Exercise:
Reproduce the listing below verbatim, from its first line through the line containing "column 203, row 400", inclusive. Omit the pictures.

Records from a collection
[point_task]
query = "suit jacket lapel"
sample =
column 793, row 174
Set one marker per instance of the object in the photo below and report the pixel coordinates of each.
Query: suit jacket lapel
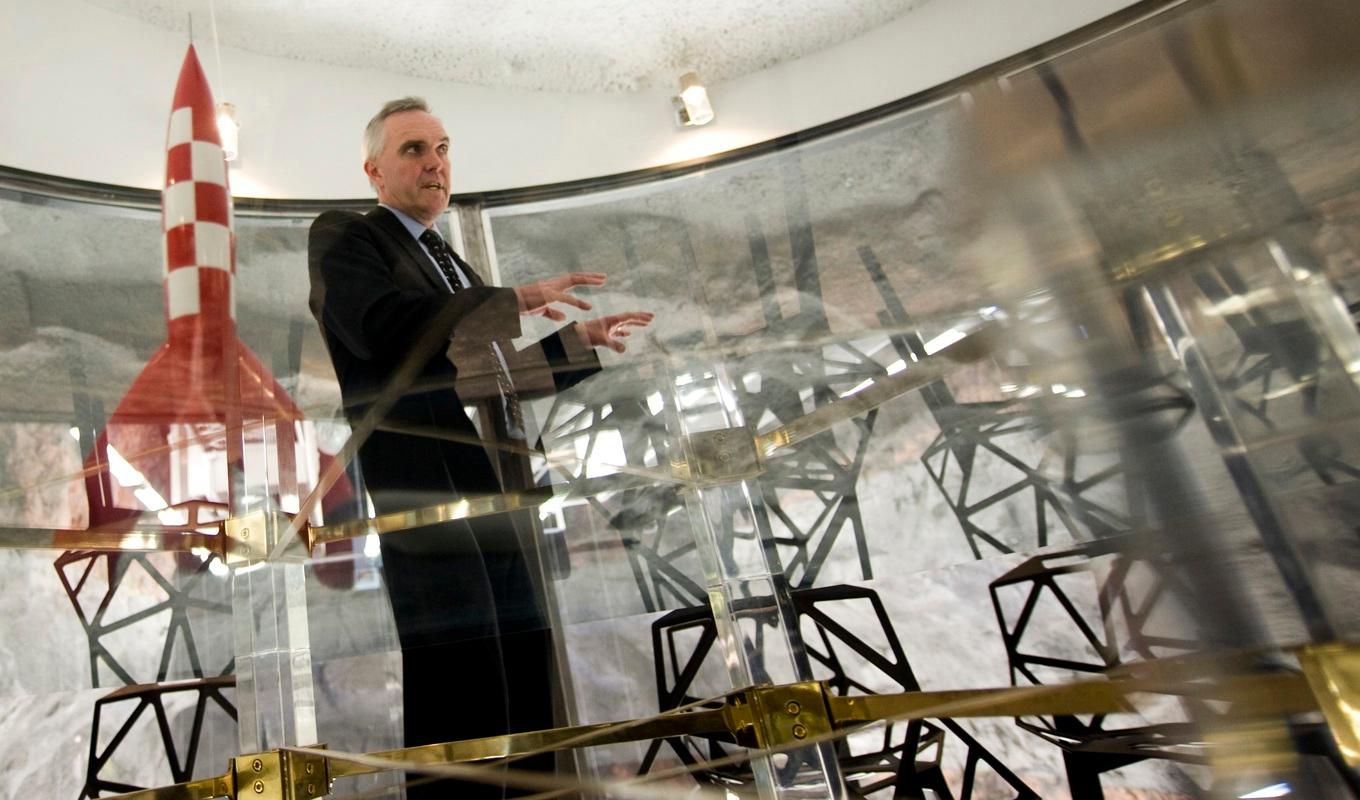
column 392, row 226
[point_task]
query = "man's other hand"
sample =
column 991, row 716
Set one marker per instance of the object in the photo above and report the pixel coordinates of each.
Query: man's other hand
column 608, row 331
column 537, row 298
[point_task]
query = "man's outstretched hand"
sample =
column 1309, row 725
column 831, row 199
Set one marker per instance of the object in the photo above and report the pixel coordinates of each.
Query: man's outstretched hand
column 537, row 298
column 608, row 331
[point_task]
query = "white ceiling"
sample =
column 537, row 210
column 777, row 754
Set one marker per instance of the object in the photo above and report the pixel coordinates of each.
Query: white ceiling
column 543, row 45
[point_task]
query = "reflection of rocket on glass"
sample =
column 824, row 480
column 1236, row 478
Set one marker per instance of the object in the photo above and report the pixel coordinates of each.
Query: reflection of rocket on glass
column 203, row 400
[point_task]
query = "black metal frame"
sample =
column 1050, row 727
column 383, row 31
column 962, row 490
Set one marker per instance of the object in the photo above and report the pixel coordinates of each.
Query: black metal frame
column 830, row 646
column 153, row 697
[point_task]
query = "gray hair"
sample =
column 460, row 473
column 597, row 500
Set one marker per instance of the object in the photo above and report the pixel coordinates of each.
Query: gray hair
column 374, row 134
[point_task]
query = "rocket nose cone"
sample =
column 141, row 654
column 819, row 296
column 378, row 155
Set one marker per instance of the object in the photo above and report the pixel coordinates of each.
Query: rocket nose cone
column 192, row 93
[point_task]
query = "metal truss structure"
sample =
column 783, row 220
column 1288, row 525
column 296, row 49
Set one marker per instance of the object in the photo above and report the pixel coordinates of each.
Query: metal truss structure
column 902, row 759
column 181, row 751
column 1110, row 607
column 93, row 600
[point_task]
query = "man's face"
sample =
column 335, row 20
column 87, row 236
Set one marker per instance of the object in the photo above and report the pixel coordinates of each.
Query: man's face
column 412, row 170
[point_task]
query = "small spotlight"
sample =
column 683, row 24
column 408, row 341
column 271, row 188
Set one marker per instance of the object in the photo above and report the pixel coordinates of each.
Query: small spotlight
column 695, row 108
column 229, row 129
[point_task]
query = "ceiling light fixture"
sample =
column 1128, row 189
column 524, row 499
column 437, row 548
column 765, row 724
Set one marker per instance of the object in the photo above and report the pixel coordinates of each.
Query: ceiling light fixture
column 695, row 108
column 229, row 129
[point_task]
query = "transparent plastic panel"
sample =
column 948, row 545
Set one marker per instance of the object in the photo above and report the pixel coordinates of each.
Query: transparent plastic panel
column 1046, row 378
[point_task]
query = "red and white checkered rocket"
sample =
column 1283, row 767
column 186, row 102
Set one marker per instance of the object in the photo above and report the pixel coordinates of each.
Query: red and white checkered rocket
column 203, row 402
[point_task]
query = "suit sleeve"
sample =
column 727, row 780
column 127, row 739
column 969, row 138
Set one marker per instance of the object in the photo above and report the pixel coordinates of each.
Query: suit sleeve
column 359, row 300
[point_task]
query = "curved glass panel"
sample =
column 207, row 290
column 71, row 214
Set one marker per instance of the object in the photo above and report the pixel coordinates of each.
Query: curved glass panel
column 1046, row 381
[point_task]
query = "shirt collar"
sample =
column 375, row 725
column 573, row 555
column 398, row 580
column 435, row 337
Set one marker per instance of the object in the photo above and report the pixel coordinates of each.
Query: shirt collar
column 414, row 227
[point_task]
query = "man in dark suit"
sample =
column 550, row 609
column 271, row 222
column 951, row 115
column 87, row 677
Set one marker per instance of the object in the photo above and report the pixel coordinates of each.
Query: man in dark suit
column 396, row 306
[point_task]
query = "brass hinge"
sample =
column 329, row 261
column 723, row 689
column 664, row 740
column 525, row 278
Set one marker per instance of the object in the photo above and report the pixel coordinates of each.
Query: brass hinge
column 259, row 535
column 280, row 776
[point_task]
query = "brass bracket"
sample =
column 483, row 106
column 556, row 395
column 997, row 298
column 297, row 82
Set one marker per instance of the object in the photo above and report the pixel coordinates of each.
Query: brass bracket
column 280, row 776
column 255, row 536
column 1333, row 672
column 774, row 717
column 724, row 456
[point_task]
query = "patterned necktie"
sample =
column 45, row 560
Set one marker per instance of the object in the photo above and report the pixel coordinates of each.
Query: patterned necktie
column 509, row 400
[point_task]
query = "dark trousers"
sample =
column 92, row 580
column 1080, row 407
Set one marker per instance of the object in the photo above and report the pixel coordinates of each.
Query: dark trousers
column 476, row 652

Answer to this exercise:
[point_task]
query = "suit jacket lapel"
sample =
column 793, row 174
Set one marker per instance of the object in the photo below and report the pixel coordinates of each.
Query: suit jacket lapel
column 392, row 226
[point_task]
query = "man's other hand"
sample =
column 991, row 716
Set one marker per instance of the object in the photo above and report the pixel coordinates of each.
Query: man's other hand
column 608, row 331
column 537, row 298
[point_task]
query = "man's outstretched hand"
sample =
column 1309, row 725
column 831, row 199
Set one marker per instance of the object in the photo above and report the pixel coordinates of each.
Query: man's outstretched hand
column 537, row 298
column 608, row 331
[point_task]
query = "white ceiling"
sample =
column 537, row 210
column 777, row 754
Set one marker per instance of the object in the photo above and report the pixel coordinates of each.
Query: white ceiling
column 543, row 45
[point_task]
query = "reflection of rocket on glass"
sample =
column 824, row 480
column 1236, row 478
Set one marker per instance of the object in the photo above and report the pixel coordinates of each.
Query: reflection of rocket on glass
column 203, row 400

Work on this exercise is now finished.